==== INPUT ROWS
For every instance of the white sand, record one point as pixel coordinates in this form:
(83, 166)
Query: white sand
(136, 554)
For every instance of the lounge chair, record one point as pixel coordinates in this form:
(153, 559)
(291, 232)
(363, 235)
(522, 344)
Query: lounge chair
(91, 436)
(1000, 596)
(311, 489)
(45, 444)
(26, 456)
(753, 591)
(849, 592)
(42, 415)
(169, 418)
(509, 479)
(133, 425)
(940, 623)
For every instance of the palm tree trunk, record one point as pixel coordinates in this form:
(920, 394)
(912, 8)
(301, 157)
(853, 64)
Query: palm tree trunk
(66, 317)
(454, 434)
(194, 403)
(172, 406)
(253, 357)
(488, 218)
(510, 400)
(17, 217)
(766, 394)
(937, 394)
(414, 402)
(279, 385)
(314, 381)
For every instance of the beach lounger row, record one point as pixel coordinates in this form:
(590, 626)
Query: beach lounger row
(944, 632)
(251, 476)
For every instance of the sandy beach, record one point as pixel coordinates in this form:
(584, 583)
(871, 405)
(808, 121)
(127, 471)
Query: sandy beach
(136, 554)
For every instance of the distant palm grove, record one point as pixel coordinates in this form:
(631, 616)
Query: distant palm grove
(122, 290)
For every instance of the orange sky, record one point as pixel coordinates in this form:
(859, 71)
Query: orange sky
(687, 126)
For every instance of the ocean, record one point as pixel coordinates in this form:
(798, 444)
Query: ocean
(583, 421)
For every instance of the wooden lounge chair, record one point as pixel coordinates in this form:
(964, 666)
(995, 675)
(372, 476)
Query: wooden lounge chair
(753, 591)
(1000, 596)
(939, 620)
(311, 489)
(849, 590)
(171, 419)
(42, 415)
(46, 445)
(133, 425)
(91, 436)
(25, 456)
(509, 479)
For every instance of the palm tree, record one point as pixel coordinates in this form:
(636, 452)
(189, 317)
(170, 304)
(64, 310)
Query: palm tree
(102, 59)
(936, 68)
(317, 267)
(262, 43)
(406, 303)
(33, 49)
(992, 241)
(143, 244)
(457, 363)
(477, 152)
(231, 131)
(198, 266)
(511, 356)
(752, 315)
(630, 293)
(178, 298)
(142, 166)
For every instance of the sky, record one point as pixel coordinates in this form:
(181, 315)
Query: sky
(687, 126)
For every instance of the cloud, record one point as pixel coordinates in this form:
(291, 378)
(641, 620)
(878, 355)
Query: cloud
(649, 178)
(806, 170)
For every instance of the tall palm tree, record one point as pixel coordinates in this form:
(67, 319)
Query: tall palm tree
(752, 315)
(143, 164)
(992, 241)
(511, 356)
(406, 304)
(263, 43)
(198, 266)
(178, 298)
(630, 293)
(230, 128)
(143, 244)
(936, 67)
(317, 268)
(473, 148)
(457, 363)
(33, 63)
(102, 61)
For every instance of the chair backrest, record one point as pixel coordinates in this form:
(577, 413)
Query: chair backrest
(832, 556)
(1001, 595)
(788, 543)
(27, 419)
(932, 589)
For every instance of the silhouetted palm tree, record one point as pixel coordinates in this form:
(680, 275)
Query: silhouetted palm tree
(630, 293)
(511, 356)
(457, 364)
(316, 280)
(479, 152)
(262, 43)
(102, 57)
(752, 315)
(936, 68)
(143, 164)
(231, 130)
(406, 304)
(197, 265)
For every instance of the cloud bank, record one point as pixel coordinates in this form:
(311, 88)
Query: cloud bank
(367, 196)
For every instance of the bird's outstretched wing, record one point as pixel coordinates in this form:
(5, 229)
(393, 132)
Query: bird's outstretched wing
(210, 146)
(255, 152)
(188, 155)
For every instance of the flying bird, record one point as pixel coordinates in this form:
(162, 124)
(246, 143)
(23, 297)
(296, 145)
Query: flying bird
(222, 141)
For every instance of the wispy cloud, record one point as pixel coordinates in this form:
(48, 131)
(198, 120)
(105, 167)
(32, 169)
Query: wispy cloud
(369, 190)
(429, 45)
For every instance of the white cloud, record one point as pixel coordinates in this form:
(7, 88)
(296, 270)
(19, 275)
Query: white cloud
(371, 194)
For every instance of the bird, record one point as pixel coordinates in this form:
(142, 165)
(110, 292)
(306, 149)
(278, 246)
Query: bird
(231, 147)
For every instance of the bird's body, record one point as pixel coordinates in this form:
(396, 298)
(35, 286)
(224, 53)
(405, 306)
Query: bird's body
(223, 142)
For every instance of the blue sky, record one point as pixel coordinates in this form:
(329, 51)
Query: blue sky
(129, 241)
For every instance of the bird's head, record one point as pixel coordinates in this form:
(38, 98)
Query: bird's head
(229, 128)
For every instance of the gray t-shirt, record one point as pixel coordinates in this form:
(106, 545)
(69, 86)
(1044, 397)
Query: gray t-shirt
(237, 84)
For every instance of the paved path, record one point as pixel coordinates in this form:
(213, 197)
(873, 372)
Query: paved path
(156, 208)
========
Copy every line of the listing above without any changes.

▸ **RESPONSE TO THE TASK**
For every instance of the white sand, record one point as pixel coordinates in this form:
(83, 166)
Query: white sand
(136, 554)
For every instance of the lounge chair, record one point as pixel coordinates in this form:
(153, 559)
(291, 232)
(363, 235)
(522, 344)
Query: lounge chair
(91, 436)
(1000, 596)
(311, 489)
(45, 444)
(26, 456)
(753, 591)
(849, 592)
(42, 415)
(169, 418)
(509, 479)
(133, 425)
(940, 623)
For every instance of the palm tree trunk, record one point as pixel coordinates in this form:
(920, 394)
(912, 8)
(301, 157)
(853, 64)
Query: palm tree trunk
(66, 317)
(454, 434)
(194, 403)
(172, 406)
(253, 357)
(488, 218)
(510, 400)
(17, 217)
(766, 394)
(937, 394)
(414, 402)
(279, 385)
(314, 381)
For every instance of the beach lounger row, record one point as pixel coordinates in this form:
(590, 626)
Query: beach lounger row
(944, 632)
(251, 476)
For every instance of the sandy beach, record one point as pixel coordinates in this form:
(584, 583)
(871, 405)
(808, 121)
(127, 471)
Query: sandy beach
(136, 554)
For every instance of the distant palm grove, record one point as pixel coordinates in this form:
(631, 616)
Query: distant palm grove
(122, 290)
For every instance of the orange sky, record one point as pixel coordinates in this form:
(859, 71)
Query: orange sky
(687, 126)
For every instance of the ocean, record one point as pixel coordinates in this form:
(798, 444)
Query: ocean
(583, 421)
For every instance of the wooden lounge chair, record one point as pixel coordinates in this form:
(964, 666)
(995, 675)
(372, 476)
Query: wooden lounge chair
(753, 591)
(1000, 596)
(939, 620)
(311, 489)
(849, 590)
(171, 419)
(42, 415)
(46, 445)
(133, 425)
(91, 436)
(25, 456)
(509, 479)
For every instance of the palm tree, record one point as pixel coordinates in this form:
(636, 452)
(189, 317)
(170, 304)
(64, 310)
Query: palm tree
(102, 59)
(936, 68)
(317, 267)
(262, 43)
(406, 303)
(33, 49)
(992, 241)
(143, 244)
(457, 363)
(477, 152)
(231, 131)
(198, 266)
(511, 356)
(752, 315)
(630, 293)
(178, 298)
(142, 166)
For every instance of the sky, record one point as pixel coordinates in this form:
(181, 315)
Query: sky
(687, 126)
For every instance of the cloud, record one point as pixel coordinates in this form:
(291, 378)
(641, 620)
(878, 355)
Query: cloud
(649, 178)
(806, 170)
For every instance of the tall palm tree, record one point as pixel coordinates in this form:
(67, 319)
Query: tall palm tree
(752, 315)
(143, 164)
(992, 241)
(511, 356)
(406, 304)
(263, 43)
(198, 266)
(178, 298)
(630, 293)
(230, 128)
(143, 244)
(936, 67)
(317, 268)
(473, 148)
(457, 363)
(33, 63)
(102, 61)
For every instance of the chair backrest, record one point as pixel coordinates in this form:
(577, 413)
Query: chair backrest
(832, 556)
(1001, 595)
(788, 543)
(27, 419)
(932, 589)
For every instance of the silhouetted palm tree, record one point as pixel coordinates in this form:
(680, 275)
Query: silhouetted palm tree
(630, 293)
(511, 356)
(457, 364)
(316, 280)
(479, 152)
(262, 43)
(102, 57)
(752, 315)
(936, 68)
(143, 164)
(231, 130)
(406, 304)
(197, 265)
For every instance of the cloud bank, record one point as pixel coordinates in this form:
(311, 88)
Query: cloud bank
(367, 196)
For every instance of the bird's outstretched wing, record one point as pixel coordinates in this form:
(5, 229)
(393, 132)
Query: bird's outstretched wing
(210, 146)
(255, 152)
(188, 155)
For every instance of the flying bird, record one point as pixel coordinates in this form:
(162, 124)
(246, 143)
(23, 297)
(296, 145)
Query: flying bird
(222, 141)
For every instance of the wispy cloud, record one point as pixel coordinates in this form:
(48, 131)
(198, 120)
(105, 167)
(32, 169)
Query: wispy cloud
(369, 190)
(429, 45)
For every instance of the white cloud, record one point as pixel coordinates in this form:
(7, 88)
(296, 270)
(19, 275)
Query: white cloud
(371, 194)
For every instance of the bird, record one point as pixel coordinates in this form:
(142, 165)
(110, 292)
(306, 149)
(278, 246)
Query: bird
(231, 147)
For every instance of the bird's body, record one point as pixel coordinates in this form:
(396, 298)
(35, 286)
(224, 53)
(405, 306)
Query: bird's body
(223, 142)
For every instance of the blue sky, record one point as pixel coordinates in this form:
(329, 51)
Query: blue sky
(129, 241)
For every instance of the bird's head, record one point as pixel coordinates in this form:
(38, 98)
Query: bird's head
(229, 128)
For every instance of the gray t-shirt, record one point as pixel coordinates in this form:
(106, 545)
(69, 86)
(1044, 397)
Query: gray t-shirt
(237, 84)
For every instance of the paved path, record one point as pixel coordinates in this form:
(213, 197)
(873, 372)
Query: paved path
(156, 208)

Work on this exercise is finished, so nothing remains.